— start of Source data —

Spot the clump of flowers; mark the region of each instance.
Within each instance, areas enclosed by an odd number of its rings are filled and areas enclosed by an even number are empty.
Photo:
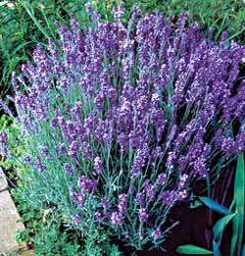
[[[172,206],[245,149],[245,49],[225,33],[212,41],[187,13],[172,26],[134,8],[125,26],[122,7],[113,23],[87,9],[91,27],[72,17],[13,76],[28,200],[85,235],[109,229],[137,249],[162,246]]]

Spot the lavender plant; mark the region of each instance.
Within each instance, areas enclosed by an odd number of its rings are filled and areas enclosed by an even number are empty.
[[[125,26],[122,6],[113,23],[87,12],[90,27],[72,17],[59,45],[37,45],[13,75],[24,193],[84,236],[107,229],[136,249],[163,249],[177,225],[167,226],[171,209],[245,150],[245,48],[225,32],[212,41],[187,13],[173,23],[134,8]]]

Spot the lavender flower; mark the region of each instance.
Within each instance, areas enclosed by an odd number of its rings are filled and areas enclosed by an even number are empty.
[[[138,213],[139,221],[145,223],[148,221],[149,214],[145,208],[140,208]]]
[[[6,132],[1,131],[0,132],[0,153],[2,156],[6,157],[8,156],[8,135]]]
[[[100,175],[103,172],[103,163],[100,157],[94,159],[94,170],[97,175]]]
[[[115,225],[115,226],[122,225],[123,222],[123,217],[122,217],[122,213],[113,212],[111,215],[111,222],[112,222],[112,225]]]
[[[48,197],[59,209],[71,201],[82,206],[72,219],[85,236],[96,219],[113,235],[130,230],[132,246],[156,245],[166,235],[156,220],[186,200],[195,180],[215,181],[216,155],[224,166],[245,150],[245,48],[225,44],[225,33],[212,41],[188,25],[187,13],[164,21],[135,8],[126,25],[122,6],[112,23],[100,21],[90,4],[86,10],[91,27],[81,30],[72,17],[70,27],[59,27],[57,44],[50,40],[47,51],[38,45],[33,62],[19,77],[13,74],[29,169],[44,178],[28,172],[24,183],[38,183],[33,204]],[[4,156],[6,140],[1,132]],[[68,182],[79,191],[64,194]]]

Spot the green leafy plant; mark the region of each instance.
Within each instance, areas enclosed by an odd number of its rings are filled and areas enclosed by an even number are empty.
[[[220,256],[220,251],[223,231],[228,225],[232,222],[232,237],[230,241],[230,256],[244,255],[245,244],[243,244],[243,229],[244,229],[244,196],[245,196],[245,168],[244,157],[240,154],[237,158],[237,167],[234,181],[234,195],[232,203],[229,208],[226,208],[212,198],[200,197],[200,200],[208,206],[211,210],[224,215],[220,219],[213,228],[213,251],[201,248],[192,244],[180,245],[177,252],[180,254],[214,254]]]
[[[25,62],[33,45],[45,43],[48,37],[56,38],[54,22],[67,24],[68,17],[74,14],[81,26],[86,23],[84,4],[89,0],[22,0],[0,3],[0,86],[2,94],[11,87],[11,74],[16,67]],[[112,18],[113,6],[120,0],[91,1],[104,19]],[[242,33],[245,24],[245,4],[242,0],[127,0],[125,18],[134,4],[143,12],[161,11],[165,16],[179,16],[189,12],[190,21],[197,21],[206,30],[213,26],[218,38],[223,29],[230,32],[229,38],[244,42]]]

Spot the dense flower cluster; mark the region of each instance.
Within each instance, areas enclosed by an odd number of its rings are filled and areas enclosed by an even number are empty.
[[[172,26],[135,8],[125,26],[121,7],[114,23],[87,10],[93,26],[72,18],[16,81],[33,176],[84,232],[97,222],[137,248],[157,244],[190,184],[245,149],[245,49],[213,42],[186,13]]]

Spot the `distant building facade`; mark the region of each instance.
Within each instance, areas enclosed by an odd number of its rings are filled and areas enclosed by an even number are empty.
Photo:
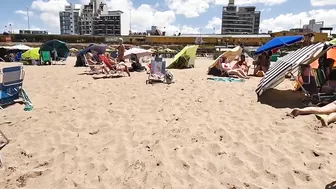
[[[19,34],[48,35],[46,30],[19,30]]]
[[[93,35],[121,35],[122,11],[108,11],[93,18]]]
[[[66,5],[64,11],[59,12],[61,35],[79,34],[80,8],[74,4]]]
[[[237,7],[234,0],[223,7],[222,34],[258,34],[260,11],[255,6]]]
[[[306,32],[315,32],[318,33],[320,32],[320,29],[323,28],[324,26],[324,22],[320,21],[320,22],[316,22],[315,19],[309,20],[309,23],[306,25],[303,25],[303,29]]]
[[[105,0],[90,0],[76,8],[70,4],[60,15],[61,34],[121,35],[122,11],[109,11]]]

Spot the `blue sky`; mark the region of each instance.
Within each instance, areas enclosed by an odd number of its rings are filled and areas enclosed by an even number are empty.
[[[12,29],[30,27],[59,33],[58,12],[65,4],[87,3],[89,0],[1,0],[1,27],[12,24]],[[133,31],[145,31],[151,25],[167,33],[218,33],[222,6],[227,0],[106,0],[109,9],[122,10],[123,30],[128,32],[130,19]],[[306,24],[309,19],[325,21],[336,29],[336,0],[236,0],[238,6],[255,5],[262,11],[261,30],[278,31]],[[129,11],[131,9],[131,11]]]

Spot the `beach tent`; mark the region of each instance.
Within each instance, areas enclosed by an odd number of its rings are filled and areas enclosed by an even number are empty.
[[[255,92],[258,96],[270,88],[278,86],[288,72],[294,73],[300,64],[308,64],[323,51],[325,43],[317,43],[300,48],[275,62],[260,80]]]
[[[21,55],[22,60],[39,60],[40,54],[39,54],[40,48],[33,48]]]
[[[296,42],[302,41],[303,36],[283,36],[283,37],[275,37],[263,46],[259,47],[255,52],[255,55],[261,54],[263,52],[267,52],[269,50],[273,50],[279,47],[288,46],[294,44]]]
[[[59,58],[67,58],[69,56],[69,47],[67,44],[57,39],[43,43],[40,47],[40,51],[49,51],[52,55],[55,55],[56,52]]]
[[[196,60],[196,51],[198,45],[184,47],[174,56],[173,62],[167,67],[168,69],[193,68]]]
[[[151,56],[152,52],[141,48],[131,48],[126,50],[124,58],[130,58],[132,54],[135,54],[138,58],[141,58],[144,56]]]
[[[216,64],[218,63],[221,57],[226,57],[228,61],[231,62],[237,56],[240,56],[242,52],[243,52],[243,48],[241,48],[240,46],[237,46],[233,49],[228,49],[228,51],[224,52],[223,54],[221,54],[220,56],[216,58],[216,60],[209,66],[209,70],[216,66]]]
[[[31,47],[29,47],[27,45],[18,44],[18,45],[14,45],[14,46],[10,46],[10,47],[5,47],[5,49],[26,51],[26,50],[31,49]]]

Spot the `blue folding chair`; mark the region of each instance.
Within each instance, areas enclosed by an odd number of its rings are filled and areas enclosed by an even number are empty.
[[[23,78],[22,66],[6,67],[0,70],[0,109],[13,104],[20,97],[26,103],[27,97],[22,88]],[[29,99],[28,105],[31,105]]]

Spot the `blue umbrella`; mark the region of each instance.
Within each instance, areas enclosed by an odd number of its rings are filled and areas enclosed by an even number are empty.
[[[293,43],[296,43],[298,41],[301,41],[303,39],[303,36],[284,36],[284,37],[275,37],[269,42],[267,42],[265,45],[259,47],[257,51],[255,52],[255,55],[261,54],[263,52],[276,49],[279,47],[283,47],[286,45],[291,45]]]
[[[87,52],[90,52],[90,51],[96,51],[98,54],[104,54],[107,47],[108,46],[104,45],[104,44],[90,44],[85,49],[79,51],[78,54],[83,55],[83,54],[85,54]]]

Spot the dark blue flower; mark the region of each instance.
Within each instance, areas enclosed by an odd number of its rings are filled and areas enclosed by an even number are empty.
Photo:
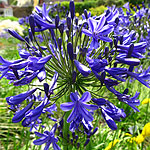
[[[34,140],[33,143],[35,145],[42,145],[44,143],[46,143],[46,146],[44,148],[44,150],[48,150],[49,146],[52,144],[53,145],[53,149],[54,150],[60,150],[60,147],[56,144],[58,142],[58,138],[55,138],[55,132],[56,132],[56,128],[57,128],[57,124],[55,124],[51,131],[44,131],[43,134],[39,133],[39,132],[35,132],[35,135],[40,137],[37,140]]]
[[[91,73],[91,70],[85,65],[81,64],[79,61],[74,60],[74,64],[83,76],[87,77]]]
[[[14,123],[20,122],[25,117],[25,113],[32,107],[32,105],[33,105],[33,102],[29,103],[22,110],[17,111],[15,113],[14,117],[12,118],[12,122],[14,122]]]
[[[20,63],[21,61],[22,60],[20,59],[20,60],[16,60],[16,61],[11,62],[11,61],[5,60],[4,58],[2,58],[2,56],[0,56],[0,63],[2,64],[2,65],[0,65],[0,72],[2,74],[0,79],[2,79],[8,71],[12,71],[10,68],[11,65]]]
[[[12,29],[8,29],[8,32],[9,32],[13,37],[15,37],[16,39],[18,39],[18,40],[20,40],[20,41],[22,41],[22,42],[25,41],[16,31],[14,31],[14,30],[12,30]]]
[[[115,121],[121,121],[120,118],[125,118],[126,114],[123,109],[120,109],[107,101],[106,106],[101,106],[101,112],[103,118],[106,120],[106,123],[112,130],[117,130],[117,125]],[[115,121],[114,121],[115,120]]]
[[[77,93],[71,93],[70,99],[72,102],[63,103],[60,105],[60,108],[63,111],[69,111],[73,108],[70,116],[67,119],[67,122],[71,122],[76,119],[78,116],[82,116],[85,121],[93,121],[93,116],[87,109],[96,110],[98,107],[92,104],[86,104],[91,100],[91,94],[89,92],[85,92],[81,98]]]
[[[36,121],[41,116],[44,107],[45,107],[44,102],[41,102],[40,105],[38,105],[35,109],[29,110],[25,115],[25,119],[22,121],[22,125],[24,127],[27,127],[33,121]]]
[[[19,95],[15,95],[15,96],[10,96],[7,97],[7,103],[9,105],[17,105],[22,103],[26,98],[28,98],[29,96],[31,96],[37,89],[32,89],[30,91],[27,91],[25,93],[21,93]]]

— end of Source data —

■ What you need to do: Please pick out every line of the entries above that contains the string "mark", and copy each one. Treat uppercase and lowercase as different.

■ Output for this task:
Spot the clump of flowers; mark the region of each instance.
Spot the lavender plant; mark the region of each instance.
Spot the lavender flower; mark the region of each instance.
Spot the green leafy plant; mark the region of each instance.
Spot the dense flower cluster; mark the region of each instance.
Spot the `distant building facade`; mark the region of each instance.
Spot the `blue sky`; mark the region of each instance.
Spot the `beach tent`; mark the region of each instance.
Spot the `blue folding chair`; mark the region of each instance.
Spot the `blue umbrella`; mark the region of each instance.
Spot the dark blue flower; mark the region of each instance.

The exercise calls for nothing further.